What you will do: Copy the entire listing below verbatim, line for line, and leave the pictures out of your copy.

Dataset rows:
════

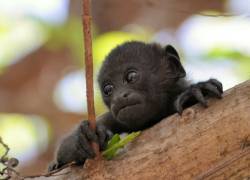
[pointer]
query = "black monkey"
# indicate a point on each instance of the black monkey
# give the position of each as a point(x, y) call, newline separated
point(140, 84)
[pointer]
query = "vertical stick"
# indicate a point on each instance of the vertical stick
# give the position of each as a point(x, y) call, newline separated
point(86, 18)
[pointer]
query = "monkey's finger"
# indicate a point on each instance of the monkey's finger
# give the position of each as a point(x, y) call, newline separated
point(109, 135)
point(101, 132)
point(83, 145)
point(212, 90)
point(85, 129)
point(199, 96)
point(179, 102)
point(52, 166)
point(217, 83)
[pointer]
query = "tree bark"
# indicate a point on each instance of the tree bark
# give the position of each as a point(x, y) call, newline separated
point(211, 143)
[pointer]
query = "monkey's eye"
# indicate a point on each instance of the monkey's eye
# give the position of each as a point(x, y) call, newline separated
point(108, 89)
point(131, 76)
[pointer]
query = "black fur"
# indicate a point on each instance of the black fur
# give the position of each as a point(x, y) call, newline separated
point(140, 84)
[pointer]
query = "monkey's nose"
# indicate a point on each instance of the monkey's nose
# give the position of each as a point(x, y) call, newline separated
point(125, 94)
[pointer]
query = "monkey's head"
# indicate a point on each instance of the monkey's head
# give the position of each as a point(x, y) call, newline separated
point(135, 79)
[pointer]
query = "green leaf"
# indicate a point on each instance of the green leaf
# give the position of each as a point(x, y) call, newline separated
point(117, 143)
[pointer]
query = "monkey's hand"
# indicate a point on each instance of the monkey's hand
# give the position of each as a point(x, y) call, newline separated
point(198, 92)
point(77, 146)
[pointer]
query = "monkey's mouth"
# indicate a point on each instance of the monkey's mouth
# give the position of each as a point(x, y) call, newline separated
point(127, 108)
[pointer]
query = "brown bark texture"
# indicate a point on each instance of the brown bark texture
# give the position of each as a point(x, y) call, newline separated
point(211, 143)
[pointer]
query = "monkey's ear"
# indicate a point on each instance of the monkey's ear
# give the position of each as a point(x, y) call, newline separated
point(170, 50)
point(174, 62)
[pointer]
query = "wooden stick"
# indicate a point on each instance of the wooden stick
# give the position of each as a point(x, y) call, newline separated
point(86, 17)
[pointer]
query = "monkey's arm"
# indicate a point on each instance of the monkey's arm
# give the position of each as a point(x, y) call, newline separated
point(198, 93)
point(76, 146)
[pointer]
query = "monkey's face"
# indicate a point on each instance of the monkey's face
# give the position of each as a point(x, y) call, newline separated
point(133, 83)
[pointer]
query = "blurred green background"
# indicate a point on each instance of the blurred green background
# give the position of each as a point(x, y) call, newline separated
point(42, 83)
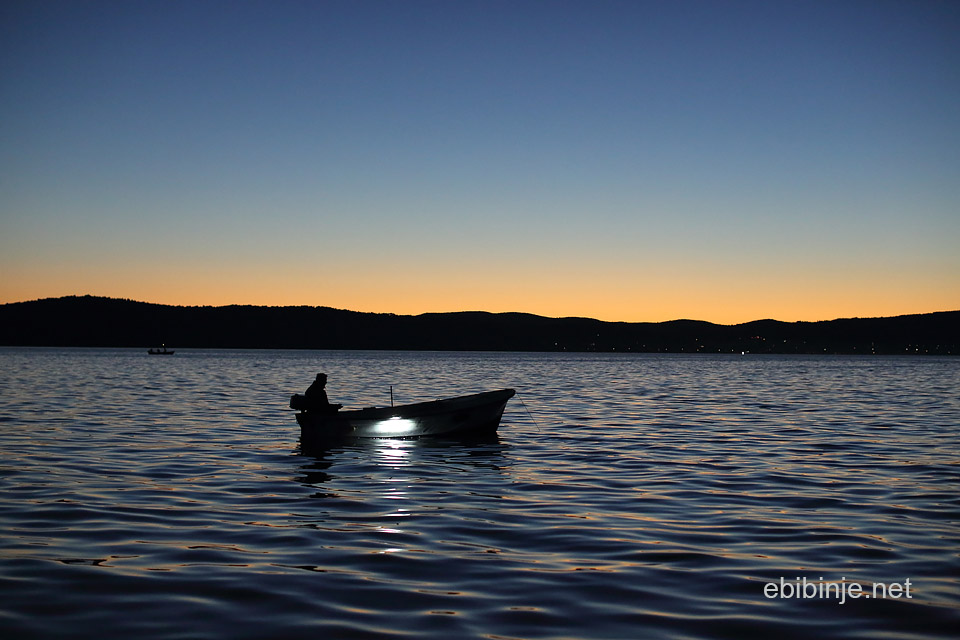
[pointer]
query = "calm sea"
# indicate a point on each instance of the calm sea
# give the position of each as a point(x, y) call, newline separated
point(627, 496)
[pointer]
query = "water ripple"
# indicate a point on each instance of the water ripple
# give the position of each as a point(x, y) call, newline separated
point(629, 496)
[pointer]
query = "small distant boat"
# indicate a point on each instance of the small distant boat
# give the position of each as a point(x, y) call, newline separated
point(163, 351)
point(464, 416)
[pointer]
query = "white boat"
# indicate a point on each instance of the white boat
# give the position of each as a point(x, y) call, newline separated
point(465, 416)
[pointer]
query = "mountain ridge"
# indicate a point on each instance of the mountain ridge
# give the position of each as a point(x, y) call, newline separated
point(96, 321)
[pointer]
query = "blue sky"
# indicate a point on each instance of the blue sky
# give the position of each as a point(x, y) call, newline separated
point(624, 160)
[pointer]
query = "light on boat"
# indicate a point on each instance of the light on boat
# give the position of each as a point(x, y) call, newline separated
point(395, 426)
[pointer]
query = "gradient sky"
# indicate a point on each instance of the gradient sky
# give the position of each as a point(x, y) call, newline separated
point(640, 161)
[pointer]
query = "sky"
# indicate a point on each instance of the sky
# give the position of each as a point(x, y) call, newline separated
point(633, 161)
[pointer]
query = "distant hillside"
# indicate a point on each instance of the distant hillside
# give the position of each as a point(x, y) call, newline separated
point(102, 322)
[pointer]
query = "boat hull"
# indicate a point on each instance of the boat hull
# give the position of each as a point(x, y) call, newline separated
point(466, 416)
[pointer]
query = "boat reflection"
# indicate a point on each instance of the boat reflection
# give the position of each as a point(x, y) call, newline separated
point(379, 459)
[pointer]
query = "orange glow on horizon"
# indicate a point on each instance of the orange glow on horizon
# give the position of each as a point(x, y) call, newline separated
point(710, 300)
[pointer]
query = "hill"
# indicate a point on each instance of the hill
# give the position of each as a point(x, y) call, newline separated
point(110, 322)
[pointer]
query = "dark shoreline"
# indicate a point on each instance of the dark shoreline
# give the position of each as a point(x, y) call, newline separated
point(89, 321)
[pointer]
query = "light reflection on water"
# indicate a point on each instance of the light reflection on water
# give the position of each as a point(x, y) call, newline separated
point(654, 496)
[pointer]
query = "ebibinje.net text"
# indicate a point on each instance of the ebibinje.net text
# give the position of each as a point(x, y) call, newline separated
point(839, 590)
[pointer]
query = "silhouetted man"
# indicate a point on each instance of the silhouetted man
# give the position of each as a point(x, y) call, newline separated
point(317, 396)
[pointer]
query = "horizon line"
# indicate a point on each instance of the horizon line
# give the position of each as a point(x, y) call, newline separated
point(300, 306)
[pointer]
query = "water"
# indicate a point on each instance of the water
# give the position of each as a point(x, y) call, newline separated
point(653, 497)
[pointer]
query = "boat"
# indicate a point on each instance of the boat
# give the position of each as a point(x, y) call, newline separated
point(161, 352)
point(473, 415)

════

Answer to the problem:
[pointer]
query = "black monkey"
# indicate a point on each instance of the black monkey
# give the position of each as a point(x, y) call, newline separated
point(140, 84)
[pointer]
query = "vertical stick"
# indicate a point on each instance of the vertical stick
# give the position of each as a point(x, y) call, newline separated
point(86, 18)
[pointer]
query = "monkey's finger"
# indicate a point on each instance of the monkey's finger
# give the position of each as a point(x, y) call, newline separated
point(109, 135)
point(101, 132)
point(83, 145)
point(212, 90)
point(85, 129)
point(199, 96)
point(179, 102)
point(52, 166)
point(217, 83)
[pointer]
query = "tree bark"
# indicate a point on each instance of the tree bark
# give the position of each as a point(x, y) call, newline separated
point(211, 143)
[pointer]
query = "monkey's eye"
# indicate a point on each instance of the monkey's eye
# give the position of each as a point(x, y) call, newline separated
point(108, 89)
point(131, 76)
[pointer]
query = "black fur"
# indicate a point on each instance of the black fur
# give the position of each as a point(x, y) call, newline separated
point(140, 84)
[pointer]
query = "monkey's nose"
# indicate a point on each instance of the monkey's nose
# give the position of each as a point(x, y) call, newline separated
point(125, 94)
[pointer]
query = "monkey's head"
# indicate a point on each instance of the monkey's head
# give the position of each as a point(x, y) call, newline separated
point(135, 79)
[pointer]
query = "green leaf"
# indicate a point on each instance of the green leaf
# give the position of each as a point(x, y) call, newline separated
point(117, 143)
[pointer]
query = "monkey's hand"
# indicate a point on each instance of the monkey's hand
# give the position of each as a point(x, y) call, newline separated
point(198, 92)
point(77, 146)
[pointer]
query = "monkey's mouth"
# indicate a point on each instance of the monkey's mouth
# give the position of each as a point(x, y) call, newline separated
point(127, 108)
[pointer]
query = "brown bark texture"
# indicate a point on each instance of the brown bark texture
# give the position of each as a point(x, y) call, newline separated
point(211, 143)
[pointer]
query = "monkey's ear"
# indicate a point on each instance of the monkey's ear
# give the position of each as a point(x, y) call, newline separated
point(170, 50)
point(174, 62)
[pointer]
query = "wooden stick"
# indicate a point on each instance of the wooden stick
# give the position of each as a point(x, y) call, newline separated
point(86, 17)
[pointer]
query = "monkey's arm"
# indicate a point on each instance of the monkey's arm
# give the position of each as a point(x, y) call, newline separated
point(198, 93)
point(76, 146)
[pointer]
query = "monkey's face"
# indicate a point on each instance of the monkey's face
# give the position of each as a point(x, y) call, newline separated
point(133, 83)
[pointer]
query = "blurred green background"
# indicate a point on each instance of the blurred green background
# give the position of each as a point(x, y) call, newline separated
point(42, 83)
[pointer]
query = "calm sea"
# indicate a point on each instance of the calm sea
# give the position of each as a point(x, y) call, newline separated
point(627, 496)
[pointer]
query = "water ripple"
# indicate a point on each instance of the water ripple
# give the position of each as a point(x, y) call, newline separated
point(629, 496)
[pointer]
query = "small distant boat"
# indicate a point on each instance of the small distant boat
# give the position of each as a point(x, y) call, newline separated
point(163, 351)
point(464, 416)
[pointer]
query = "white boat"
# indicate a point on each instance of the white boat
# give the position of each as a point(x, y) call, newline separated
point(465, 416)
[pointer]
query = "mountain ridge"
# indicate a point on each instance of the mountain ridge
# give the position of each as a point(x, y) call, newline separated
point(96, 321)
[pointer]
query = "blue sky"
# indicate a point on each instance of the blue sky
# give the position of each as a point(x, y) call, newline separated
point(624, 160)
[pointer]
query = "light on boat"
# indicate a point on each instance of the light on boat
# give the position of each as a point(x, y) call, newline separated
point(395, 426)
[pointer]
query = "gradient sky"
# indicate a point on each instance of the gradient sky
# give the position of each as a point(x, y) call, newline separated
point(640, 161)
[pointer]
query = "sky"
# indicate a point on each instance of the sky
# give the position of each as a point(x, y) call, newline separated
point(633, 161)
[pointer]
query = "distant hillside"
# indicate a point on each instance of the distant hillside
# give the position of each as a point(x, y) call, newline separated
point(102, 322)
[pointer]
query = "boat hull"
# indicate a point on each instance of the boat hull
# give the position of each as a point(x, y) call, newline separated
point(466, 416)
[pointer]
query = "boat reflection"
# indicate a point on each instance of the boat reflection
# give the position of each as a point(x, y) call, newline separated
point(379, 459)
[pointer]
query = "orange glow on horizon"
# indicate a point on each instance of the orange glow on horizon
# give the position of each as a point(x, y) call, newline separated
point(710, 300)
[pointer]
query = "hill"
# indicate a point on each instance of the hill
# give the position of each as a point(x, y) call, newline separated
point(110, 322)
[pointer]
query = "dark shoreline"
# indicate a point on each instance of the dark shoreline
# give the position of each as a point(x, y) call, newline separated
point(89, 321)
[pointer]
query = "light reflection on water"
# indicate a point on each instance of the light reflection on water
# give the position of each as a point(x, y) call, newline separated
point(654, 496)
[pointer]
query = "ebibinje.net text"
# indicate a point on each instance of the ebibinje.net text
# give the position of each as a point(x, y) call, newline separated
point(839, 590)
[pointer]
query = "silhouetted man"
# indicate a point on each instance of the silhouetted man
# give the position of each as a point(x, y) call, newline separated
point(317, 396)
[pointer]
query = "horizon line"
# indicate a point on each instance of the horizon line
# give the position of each as a point(x, y) call, newline separated
point(300, 306)
[pointer]
query = "water"
# indicate a point on each instance of the water
# give the position of each as a point(x, y) call, newline separated
point(653, 497)
[pointer]
query = "boat"
# indicate a point on each instance of the boat
# give the position of each as a point(x, y) call, newline separated
point(161, 352)
point(473, 415)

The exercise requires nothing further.